|Subject:||Re: date grief
|Date:||Tue, 19 Dec 2017 13:12:48 +1000
|From:||Bernie van't Hof <email@example.com>
It doesn't end..
Data in column: PPOO
In corresponding text field query:
PPOO => OK
"PP"+"OO" => OK
"PP".. => OK
"PP".."O" => OK
PP+"OO" => OK
"PP"+"O".. => Silent fail
Looks like string concatenation operator is is same bucket as arith when
I guess after all we've been through I shouldn't be surprised.
PS: Merry Christmas!
On 12/12/17 12:07 am, Leslie wrote:
> I have been thinking about the leading Zero problem as per Dan Ehrmann.
> Now this may not need to be said, but I will say it anyway as it may
> help explain some of the results.
> The fact that ../9/.. does not match records when it should, but
> ../09/.. does is actually quite important.
> What this tells me, and I am ready to stand corrected, is that Paradox
> is not performing any true evaluations with .. and probably @@ as well.
> What I think Paradox is doing is retrieving the value from the record
> and constructing it into its display format and holding as a string.

Questions to answer —
- A) In the Paradox query message, what result does the query "PP"+"O".. produce?
- B) Continue the Paradox query message from its last sentence.
The listing plays no part in any of the work here.

Data extracts —
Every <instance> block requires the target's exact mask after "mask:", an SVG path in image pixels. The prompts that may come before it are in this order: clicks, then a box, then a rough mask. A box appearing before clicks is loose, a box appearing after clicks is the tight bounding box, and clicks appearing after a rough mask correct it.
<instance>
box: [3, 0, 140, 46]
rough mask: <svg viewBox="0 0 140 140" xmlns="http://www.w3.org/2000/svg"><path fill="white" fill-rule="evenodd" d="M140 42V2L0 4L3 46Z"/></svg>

---

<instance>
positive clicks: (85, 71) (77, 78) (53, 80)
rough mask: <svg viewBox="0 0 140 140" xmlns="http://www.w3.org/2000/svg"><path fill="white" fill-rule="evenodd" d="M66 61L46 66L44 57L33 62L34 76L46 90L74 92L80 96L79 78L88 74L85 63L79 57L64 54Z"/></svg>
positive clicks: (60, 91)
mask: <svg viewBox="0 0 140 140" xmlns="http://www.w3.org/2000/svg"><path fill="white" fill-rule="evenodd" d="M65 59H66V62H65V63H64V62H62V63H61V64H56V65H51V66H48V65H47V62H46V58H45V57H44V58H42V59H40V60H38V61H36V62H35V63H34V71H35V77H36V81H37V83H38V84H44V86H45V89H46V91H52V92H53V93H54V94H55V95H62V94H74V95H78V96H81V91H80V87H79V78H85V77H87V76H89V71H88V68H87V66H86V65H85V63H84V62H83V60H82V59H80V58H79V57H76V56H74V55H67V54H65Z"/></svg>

Answer set —
- A) Silent fail

- B)
> Then it is doing a string comparison, whilst also catering for
> wildcards. So ../9/.. will never pattern match 01/09/2016 which is an
> example of what gets constructed - hence an empty result set.
> This is completely different from how I would do it, which would be to
> retrieve the date, extract the Day, Month and Year components and
> compare their values with those specified in the QBE (which I would also
> convert to shorts in the process). In other words no pattern matching
> occurs which removes the need for display formatting information.
> However, they did not do this as it might have been too expensive in
> terms of the code required (we only have 640K remember).
> So, this means that Paradox really is doing pattern matching when a ..
> operator is present. This may also be true for other types of fields as
> well, in fact I would put money on it.
> But do not forget that Dan also states that 5/9/89 does return the
> correct result set without needing the leading zero. In this scenario, I
> believe that Paradox is doing binary matching and so the display format
> never comes into play.
> Therefore, and I think this is what Bernie shows with his results, QBE
> expressions get evaluated using an entirely different algorithm when ..
> is present and that is likely always as a string and possibly for any
> field types.
> I also think I can explain the 1+ and +1 before and after the pattern as
> 1 + Date pattern should be able to be evaluated like Date Pattern + 1
> does. Instead we get the Wrong type error.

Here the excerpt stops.